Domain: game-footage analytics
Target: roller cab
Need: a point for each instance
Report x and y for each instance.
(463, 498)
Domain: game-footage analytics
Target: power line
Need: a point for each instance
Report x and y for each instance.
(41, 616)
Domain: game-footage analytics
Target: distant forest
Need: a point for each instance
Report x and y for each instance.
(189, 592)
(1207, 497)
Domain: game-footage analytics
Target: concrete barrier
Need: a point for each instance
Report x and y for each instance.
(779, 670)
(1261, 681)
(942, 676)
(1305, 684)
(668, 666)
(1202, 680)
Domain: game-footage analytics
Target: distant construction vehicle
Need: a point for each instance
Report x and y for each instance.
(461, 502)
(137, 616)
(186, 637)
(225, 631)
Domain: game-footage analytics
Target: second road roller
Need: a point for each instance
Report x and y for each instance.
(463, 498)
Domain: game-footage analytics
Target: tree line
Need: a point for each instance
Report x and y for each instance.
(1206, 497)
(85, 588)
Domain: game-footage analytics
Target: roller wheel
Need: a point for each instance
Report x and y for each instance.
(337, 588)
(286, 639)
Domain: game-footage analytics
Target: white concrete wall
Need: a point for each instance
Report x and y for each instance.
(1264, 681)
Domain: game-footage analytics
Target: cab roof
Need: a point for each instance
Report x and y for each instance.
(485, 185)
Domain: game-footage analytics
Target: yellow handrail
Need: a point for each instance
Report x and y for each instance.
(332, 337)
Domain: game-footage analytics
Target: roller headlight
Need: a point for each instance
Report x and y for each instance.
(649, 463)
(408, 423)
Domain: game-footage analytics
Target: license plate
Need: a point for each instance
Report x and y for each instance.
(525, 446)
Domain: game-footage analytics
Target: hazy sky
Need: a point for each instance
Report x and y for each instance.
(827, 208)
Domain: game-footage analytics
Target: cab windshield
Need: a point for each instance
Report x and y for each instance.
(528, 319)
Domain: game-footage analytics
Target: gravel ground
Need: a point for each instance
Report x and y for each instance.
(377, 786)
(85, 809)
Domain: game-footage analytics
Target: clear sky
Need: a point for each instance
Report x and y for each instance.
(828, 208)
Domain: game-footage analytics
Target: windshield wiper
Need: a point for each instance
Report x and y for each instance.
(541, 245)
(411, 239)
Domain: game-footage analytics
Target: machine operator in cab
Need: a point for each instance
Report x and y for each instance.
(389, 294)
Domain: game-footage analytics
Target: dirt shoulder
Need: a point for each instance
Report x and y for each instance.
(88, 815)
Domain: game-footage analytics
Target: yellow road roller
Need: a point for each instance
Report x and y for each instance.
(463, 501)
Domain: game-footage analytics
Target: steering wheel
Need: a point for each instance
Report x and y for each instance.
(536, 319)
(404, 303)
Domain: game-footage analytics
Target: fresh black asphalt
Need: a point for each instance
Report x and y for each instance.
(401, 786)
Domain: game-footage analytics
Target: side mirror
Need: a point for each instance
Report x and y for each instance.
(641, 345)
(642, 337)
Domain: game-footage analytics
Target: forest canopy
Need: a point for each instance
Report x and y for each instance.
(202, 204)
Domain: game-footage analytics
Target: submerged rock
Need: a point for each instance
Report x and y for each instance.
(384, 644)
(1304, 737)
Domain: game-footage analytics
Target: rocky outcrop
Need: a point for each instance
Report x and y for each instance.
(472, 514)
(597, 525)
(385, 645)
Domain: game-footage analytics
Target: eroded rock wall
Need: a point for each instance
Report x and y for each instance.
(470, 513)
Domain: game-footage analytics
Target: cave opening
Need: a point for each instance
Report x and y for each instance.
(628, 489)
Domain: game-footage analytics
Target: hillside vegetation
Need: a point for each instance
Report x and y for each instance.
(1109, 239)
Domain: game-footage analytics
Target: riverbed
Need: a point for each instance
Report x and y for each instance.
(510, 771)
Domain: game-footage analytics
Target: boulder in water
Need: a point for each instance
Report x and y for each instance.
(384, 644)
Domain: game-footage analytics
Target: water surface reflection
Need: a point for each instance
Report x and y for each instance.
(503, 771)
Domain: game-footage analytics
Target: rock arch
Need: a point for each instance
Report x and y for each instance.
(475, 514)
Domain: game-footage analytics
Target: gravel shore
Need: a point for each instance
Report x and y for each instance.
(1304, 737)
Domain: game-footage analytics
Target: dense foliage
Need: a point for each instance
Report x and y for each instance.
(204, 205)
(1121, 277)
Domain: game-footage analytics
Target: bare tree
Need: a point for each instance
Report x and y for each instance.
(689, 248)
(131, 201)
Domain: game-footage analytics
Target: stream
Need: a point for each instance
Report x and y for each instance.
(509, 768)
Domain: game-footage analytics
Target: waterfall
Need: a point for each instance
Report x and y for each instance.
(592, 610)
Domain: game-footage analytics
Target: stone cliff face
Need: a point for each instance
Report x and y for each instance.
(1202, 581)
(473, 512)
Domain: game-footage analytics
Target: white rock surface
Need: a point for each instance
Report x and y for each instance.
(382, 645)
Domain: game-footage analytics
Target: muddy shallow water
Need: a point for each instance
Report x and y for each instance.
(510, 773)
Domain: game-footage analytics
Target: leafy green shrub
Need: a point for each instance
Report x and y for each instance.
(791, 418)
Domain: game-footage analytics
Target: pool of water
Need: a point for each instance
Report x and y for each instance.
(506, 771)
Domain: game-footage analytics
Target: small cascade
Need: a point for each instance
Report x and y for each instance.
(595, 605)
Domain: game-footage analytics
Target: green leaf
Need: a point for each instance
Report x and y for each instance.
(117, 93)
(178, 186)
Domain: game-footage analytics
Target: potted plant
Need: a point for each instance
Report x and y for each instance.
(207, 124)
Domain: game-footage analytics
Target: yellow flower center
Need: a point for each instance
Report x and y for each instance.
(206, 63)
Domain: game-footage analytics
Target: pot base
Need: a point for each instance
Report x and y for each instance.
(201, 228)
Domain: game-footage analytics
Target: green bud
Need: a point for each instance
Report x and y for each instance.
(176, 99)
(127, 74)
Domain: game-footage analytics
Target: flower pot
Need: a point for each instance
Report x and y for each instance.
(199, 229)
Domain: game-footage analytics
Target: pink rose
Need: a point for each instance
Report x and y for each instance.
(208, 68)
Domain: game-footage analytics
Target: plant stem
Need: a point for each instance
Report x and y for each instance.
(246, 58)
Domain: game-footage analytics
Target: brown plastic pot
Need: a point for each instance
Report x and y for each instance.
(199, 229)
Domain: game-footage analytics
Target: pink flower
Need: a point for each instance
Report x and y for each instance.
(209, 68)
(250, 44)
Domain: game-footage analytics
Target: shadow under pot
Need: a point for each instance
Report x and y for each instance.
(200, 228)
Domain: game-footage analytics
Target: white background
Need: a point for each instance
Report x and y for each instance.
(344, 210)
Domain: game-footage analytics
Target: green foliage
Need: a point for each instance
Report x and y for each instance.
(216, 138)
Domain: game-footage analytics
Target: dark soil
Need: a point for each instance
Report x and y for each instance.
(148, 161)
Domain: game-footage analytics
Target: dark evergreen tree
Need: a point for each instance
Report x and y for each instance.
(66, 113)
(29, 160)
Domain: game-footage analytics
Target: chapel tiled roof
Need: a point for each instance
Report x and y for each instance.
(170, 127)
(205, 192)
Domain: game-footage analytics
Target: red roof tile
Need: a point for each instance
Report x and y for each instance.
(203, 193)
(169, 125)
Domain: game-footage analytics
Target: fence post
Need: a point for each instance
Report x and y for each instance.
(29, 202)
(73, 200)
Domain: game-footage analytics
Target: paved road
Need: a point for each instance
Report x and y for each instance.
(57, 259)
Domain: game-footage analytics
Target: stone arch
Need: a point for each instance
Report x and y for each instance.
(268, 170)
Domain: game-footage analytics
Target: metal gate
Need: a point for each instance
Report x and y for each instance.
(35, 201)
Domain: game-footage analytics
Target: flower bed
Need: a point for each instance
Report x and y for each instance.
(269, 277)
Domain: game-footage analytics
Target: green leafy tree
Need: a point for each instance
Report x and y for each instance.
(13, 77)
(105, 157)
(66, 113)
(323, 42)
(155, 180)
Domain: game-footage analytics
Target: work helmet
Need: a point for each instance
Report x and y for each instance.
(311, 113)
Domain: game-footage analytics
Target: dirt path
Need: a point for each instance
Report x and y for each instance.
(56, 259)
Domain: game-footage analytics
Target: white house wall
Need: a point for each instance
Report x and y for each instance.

What the task requires: The answer should be one number, the count of lines in this material that include the word "leafy".

Exercise answer: 2